*Kaynak Metin*.
********

Internet Haber Mobil Uygulama
Internet Haber mobil uygulamasını denediniz mi?
Internet Haber mobil uygulamasını denediniz mi?
Sevgili dostlar; son günlerde dünya gündeminde, bilhassa Batı ve
NATO üyeleri nezdindeki en önemli husus; Rusya ‘nın tehdidi
karşısında Finlandiya ve İsveç’in NATO’ya üyelik başvurusunda
bulunma
beklentisi ve bu başvuruya Türkiye’nin kabul veya redde yönelik
vereceği cevabın mahiyeti bulunuyordu. Bu mesele adeta
dünyanın gündemine oturmuş durumdaydı. Rusya’nın ABD’nin
tuzağı doğrultusunda Ukrayna’ya yönelik başlatmış olduğu
saldırılar, bilhassa Finlandiya ve İsveç gibi maddi refahta
şımarıklığın zirvesine ulaşmış ve bu şımarıklık içinde
devletimizin bekasına, vatanımızın bölünmez bütünlüğüne göz diken,
başta PKK ve YPG olmak üzere varlığımıza kasteden her türlü
terör örgütüne kucak açan İskandinav ülkelerinin altındaki
kuş tüyünden yaygıları çekip almış ve adeta onları diken
üzerinde durmaya mecbur bırakmıştı. İşte bu doğrultuda bölge
ülkeleri, Rusya’nın pratiğe yansıyan bu saldırganlığı karşısında
NATO ile daha fazla yakınlaşmanın yollarını aramaya koyuldular. İlk
olarak da Finlandiya hükümeti Nato üyeliği için
başvuruda bulunacağını açıkladı. Hemen onun ardından da İsveç aynı
gün Nato’ya üyelik başvurusunda bulunacağını dünya kamuoyuna
beyan etti.
TÜRKİYE’NİN ÖNEMİNİ ARTIRAN SÜREÇ!

********

*Gösterilen Veriler*.
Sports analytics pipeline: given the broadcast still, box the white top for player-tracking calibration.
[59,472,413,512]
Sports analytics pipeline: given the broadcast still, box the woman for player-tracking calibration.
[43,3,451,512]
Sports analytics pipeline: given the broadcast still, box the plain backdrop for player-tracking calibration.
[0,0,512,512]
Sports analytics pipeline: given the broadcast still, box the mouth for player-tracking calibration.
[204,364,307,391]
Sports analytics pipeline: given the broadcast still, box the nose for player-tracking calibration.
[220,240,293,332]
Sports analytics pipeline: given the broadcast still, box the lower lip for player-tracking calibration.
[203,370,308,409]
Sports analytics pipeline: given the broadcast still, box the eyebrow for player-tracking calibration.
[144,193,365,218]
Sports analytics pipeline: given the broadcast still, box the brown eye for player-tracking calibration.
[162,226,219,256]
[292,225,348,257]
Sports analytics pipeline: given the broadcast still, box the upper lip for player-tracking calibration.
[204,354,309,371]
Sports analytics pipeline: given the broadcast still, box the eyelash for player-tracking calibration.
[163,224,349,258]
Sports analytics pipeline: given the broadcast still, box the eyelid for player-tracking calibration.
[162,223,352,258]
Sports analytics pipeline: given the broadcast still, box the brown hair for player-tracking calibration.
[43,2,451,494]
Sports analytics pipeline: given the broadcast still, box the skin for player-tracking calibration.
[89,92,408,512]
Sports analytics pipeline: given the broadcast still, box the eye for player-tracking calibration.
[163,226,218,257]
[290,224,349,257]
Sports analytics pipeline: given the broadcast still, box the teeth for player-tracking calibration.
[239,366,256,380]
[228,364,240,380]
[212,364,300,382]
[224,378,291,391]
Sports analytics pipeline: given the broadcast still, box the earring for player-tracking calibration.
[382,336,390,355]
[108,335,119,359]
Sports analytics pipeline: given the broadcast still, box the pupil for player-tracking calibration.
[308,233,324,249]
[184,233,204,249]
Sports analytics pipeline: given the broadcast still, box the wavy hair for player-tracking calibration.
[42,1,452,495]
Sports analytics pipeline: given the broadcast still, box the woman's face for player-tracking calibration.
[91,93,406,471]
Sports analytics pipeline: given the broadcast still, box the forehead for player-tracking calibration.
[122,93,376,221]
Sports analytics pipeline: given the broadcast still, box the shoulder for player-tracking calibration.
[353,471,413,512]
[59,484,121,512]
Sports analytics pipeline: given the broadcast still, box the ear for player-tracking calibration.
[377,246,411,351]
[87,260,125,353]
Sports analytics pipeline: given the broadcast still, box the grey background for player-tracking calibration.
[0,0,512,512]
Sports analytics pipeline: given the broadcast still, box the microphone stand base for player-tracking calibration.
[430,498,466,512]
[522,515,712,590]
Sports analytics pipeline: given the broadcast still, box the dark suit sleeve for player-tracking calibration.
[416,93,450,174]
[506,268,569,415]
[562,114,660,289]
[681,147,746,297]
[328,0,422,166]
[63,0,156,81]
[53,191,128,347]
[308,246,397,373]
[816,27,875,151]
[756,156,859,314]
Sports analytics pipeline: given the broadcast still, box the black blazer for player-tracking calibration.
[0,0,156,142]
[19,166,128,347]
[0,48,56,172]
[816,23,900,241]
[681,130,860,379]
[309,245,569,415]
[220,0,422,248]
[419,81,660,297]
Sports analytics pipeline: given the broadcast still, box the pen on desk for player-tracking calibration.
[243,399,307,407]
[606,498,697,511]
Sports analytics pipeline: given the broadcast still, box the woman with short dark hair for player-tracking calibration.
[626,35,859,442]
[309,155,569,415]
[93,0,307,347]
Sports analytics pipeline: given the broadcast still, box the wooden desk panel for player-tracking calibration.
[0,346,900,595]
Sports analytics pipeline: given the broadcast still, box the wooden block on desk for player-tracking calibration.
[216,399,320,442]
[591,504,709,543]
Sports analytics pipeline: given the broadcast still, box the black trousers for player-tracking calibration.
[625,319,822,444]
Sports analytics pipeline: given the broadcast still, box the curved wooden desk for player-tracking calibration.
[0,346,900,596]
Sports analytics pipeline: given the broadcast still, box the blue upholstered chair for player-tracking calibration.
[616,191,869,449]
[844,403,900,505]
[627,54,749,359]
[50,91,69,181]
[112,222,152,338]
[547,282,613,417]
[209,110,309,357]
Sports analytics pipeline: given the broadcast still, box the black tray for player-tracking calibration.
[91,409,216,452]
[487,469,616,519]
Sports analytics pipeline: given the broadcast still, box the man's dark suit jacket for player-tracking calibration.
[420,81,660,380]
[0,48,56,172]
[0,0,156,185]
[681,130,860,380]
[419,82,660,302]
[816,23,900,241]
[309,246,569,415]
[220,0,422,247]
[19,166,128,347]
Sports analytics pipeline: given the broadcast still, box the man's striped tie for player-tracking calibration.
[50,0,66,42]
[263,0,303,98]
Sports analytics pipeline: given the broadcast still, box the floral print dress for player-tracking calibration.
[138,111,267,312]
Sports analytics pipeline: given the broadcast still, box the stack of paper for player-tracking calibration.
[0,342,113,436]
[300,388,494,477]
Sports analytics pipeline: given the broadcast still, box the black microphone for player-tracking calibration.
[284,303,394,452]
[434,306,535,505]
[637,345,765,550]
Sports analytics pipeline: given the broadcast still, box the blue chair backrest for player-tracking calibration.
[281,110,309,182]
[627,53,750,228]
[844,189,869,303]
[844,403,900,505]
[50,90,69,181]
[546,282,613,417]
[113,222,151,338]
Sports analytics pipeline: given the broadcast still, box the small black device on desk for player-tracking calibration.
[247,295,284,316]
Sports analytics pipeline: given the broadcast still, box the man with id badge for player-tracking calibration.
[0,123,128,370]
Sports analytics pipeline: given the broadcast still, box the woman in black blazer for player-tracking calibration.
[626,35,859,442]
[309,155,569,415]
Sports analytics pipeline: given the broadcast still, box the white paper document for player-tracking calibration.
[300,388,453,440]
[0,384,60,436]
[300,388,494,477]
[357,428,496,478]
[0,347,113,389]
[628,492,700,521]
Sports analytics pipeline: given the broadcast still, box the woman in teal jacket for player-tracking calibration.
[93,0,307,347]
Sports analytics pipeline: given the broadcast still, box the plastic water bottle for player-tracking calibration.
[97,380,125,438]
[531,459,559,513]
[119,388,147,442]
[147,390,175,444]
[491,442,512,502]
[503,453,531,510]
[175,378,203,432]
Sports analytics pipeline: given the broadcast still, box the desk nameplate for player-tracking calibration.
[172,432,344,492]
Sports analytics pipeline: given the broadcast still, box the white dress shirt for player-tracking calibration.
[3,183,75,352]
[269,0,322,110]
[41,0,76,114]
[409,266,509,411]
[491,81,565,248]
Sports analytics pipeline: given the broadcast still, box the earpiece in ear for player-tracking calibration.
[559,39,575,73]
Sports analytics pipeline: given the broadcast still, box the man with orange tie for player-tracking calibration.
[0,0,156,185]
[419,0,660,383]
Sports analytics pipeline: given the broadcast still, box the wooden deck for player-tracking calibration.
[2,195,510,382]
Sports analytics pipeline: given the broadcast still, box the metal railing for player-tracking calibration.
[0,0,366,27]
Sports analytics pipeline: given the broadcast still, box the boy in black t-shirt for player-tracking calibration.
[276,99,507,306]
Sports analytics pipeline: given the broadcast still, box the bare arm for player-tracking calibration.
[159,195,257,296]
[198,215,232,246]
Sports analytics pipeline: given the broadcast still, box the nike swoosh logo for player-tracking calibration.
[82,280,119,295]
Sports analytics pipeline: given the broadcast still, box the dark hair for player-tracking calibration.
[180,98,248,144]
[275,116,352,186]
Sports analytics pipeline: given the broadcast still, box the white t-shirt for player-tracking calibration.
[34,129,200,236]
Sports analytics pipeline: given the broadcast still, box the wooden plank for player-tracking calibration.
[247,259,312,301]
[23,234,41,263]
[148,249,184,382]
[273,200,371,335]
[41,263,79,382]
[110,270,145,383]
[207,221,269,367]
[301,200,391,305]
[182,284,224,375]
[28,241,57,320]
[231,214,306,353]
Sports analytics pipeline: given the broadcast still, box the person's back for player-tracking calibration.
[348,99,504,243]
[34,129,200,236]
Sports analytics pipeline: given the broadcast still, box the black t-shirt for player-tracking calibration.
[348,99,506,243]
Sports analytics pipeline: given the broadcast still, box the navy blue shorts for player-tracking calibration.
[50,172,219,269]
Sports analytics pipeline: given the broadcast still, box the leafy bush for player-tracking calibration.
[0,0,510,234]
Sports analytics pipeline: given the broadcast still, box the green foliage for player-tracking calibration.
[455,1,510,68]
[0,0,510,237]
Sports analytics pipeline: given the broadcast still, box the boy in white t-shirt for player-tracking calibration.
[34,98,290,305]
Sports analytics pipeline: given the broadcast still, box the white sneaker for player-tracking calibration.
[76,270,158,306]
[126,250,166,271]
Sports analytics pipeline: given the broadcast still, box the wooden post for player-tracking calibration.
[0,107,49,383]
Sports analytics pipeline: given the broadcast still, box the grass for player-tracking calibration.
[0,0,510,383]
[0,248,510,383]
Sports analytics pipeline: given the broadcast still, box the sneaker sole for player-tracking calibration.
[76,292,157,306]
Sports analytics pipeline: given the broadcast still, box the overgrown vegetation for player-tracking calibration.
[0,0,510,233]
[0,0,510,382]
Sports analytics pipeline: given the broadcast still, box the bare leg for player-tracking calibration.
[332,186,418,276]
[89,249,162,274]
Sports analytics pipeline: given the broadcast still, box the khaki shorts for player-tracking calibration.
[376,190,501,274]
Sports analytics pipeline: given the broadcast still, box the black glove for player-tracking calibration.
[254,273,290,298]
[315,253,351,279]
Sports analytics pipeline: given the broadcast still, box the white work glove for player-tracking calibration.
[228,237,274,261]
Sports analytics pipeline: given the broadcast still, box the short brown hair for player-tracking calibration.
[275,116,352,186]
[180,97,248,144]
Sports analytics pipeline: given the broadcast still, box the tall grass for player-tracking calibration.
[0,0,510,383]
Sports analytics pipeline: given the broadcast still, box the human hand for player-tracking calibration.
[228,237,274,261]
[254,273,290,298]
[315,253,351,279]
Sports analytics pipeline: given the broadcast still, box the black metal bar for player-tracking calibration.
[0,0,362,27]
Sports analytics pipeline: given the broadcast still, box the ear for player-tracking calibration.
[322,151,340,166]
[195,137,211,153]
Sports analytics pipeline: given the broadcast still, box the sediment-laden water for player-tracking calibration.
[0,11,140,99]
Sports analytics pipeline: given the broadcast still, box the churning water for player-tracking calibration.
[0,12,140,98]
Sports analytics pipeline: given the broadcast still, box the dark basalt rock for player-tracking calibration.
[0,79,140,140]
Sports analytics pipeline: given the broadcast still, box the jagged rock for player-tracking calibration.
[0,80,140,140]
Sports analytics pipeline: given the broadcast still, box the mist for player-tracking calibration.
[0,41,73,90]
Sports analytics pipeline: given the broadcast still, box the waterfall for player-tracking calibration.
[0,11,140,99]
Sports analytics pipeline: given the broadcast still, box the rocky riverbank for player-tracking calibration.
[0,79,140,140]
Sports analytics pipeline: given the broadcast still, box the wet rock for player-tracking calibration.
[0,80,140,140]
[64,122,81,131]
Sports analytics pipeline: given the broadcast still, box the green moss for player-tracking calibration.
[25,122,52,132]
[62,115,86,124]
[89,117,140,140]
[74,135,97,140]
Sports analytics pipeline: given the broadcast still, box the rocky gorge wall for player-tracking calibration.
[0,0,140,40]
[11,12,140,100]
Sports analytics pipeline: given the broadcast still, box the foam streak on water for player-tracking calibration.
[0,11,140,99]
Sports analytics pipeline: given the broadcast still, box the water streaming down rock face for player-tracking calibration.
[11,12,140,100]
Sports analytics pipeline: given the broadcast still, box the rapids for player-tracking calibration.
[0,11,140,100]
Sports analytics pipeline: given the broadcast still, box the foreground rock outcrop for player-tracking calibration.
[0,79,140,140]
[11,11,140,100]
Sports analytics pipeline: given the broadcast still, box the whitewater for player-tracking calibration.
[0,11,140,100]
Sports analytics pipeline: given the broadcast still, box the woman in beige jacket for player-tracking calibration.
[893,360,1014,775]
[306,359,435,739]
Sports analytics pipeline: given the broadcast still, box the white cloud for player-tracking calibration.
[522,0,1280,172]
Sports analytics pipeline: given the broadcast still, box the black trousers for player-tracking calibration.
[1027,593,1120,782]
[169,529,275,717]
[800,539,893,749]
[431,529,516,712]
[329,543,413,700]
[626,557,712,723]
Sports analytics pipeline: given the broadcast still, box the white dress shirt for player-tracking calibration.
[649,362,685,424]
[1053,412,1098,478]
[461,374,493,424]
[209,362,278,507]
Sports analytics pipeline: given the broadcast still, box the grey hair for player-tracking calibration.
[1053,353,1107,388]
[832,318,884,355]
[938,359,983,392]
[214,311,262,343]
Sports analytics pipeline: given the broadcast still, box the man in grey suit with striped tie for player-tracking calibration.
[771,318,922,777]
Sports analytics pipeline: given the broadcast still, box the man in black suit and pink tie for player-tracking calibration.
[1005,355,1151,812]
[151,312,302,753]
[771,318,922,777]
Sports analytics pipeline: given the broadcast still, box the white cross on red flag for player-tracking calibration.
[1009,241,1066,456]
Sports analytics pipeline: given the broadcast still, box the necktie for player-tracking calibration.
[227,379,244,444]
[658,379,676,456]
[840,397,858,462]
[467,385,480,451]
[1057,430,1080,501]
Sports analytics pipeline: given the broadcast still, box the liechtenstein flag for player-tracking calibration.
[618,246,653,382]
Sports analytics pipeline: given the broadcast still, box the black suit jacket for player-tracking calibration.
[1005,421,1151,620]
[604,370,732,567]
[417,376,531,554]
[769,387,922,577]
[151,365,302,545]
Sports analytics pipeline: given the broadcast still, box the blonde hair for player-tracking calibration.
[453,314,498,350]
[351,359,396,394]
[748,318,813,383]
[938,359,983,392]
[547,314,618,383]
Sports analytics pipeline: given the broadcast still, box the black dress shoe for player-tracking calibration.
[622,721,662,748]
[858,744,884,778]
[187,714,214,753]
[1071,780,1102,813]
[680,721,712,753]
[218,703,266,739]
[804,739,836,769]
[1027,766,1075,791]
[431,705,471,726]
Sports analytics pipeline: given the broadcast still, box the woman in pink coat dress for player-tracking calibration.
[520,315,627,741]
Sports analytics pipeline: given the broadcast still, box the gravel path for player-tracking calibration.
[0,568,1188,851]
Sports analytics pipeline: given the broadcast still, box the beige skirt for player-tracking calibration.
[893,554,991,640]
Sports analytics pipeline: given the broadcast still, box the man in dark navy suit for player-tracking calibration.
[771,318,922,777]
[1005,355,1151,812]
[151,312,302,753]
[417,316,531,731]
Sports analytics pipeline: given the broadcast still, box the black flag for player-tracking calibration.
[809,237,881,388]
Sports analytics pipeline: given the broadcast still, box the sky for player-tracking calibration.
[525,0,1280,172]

********

*Yönerge*. NATO üyelik başvurularını ele alan yazıda adı geçen bütün ülkeleri, metinde ilk geçtikleri sırayla yazınız.

*Çözüm*. Rusya, Finlandiya, İsveç, Türkiye, ABD, Ukrayna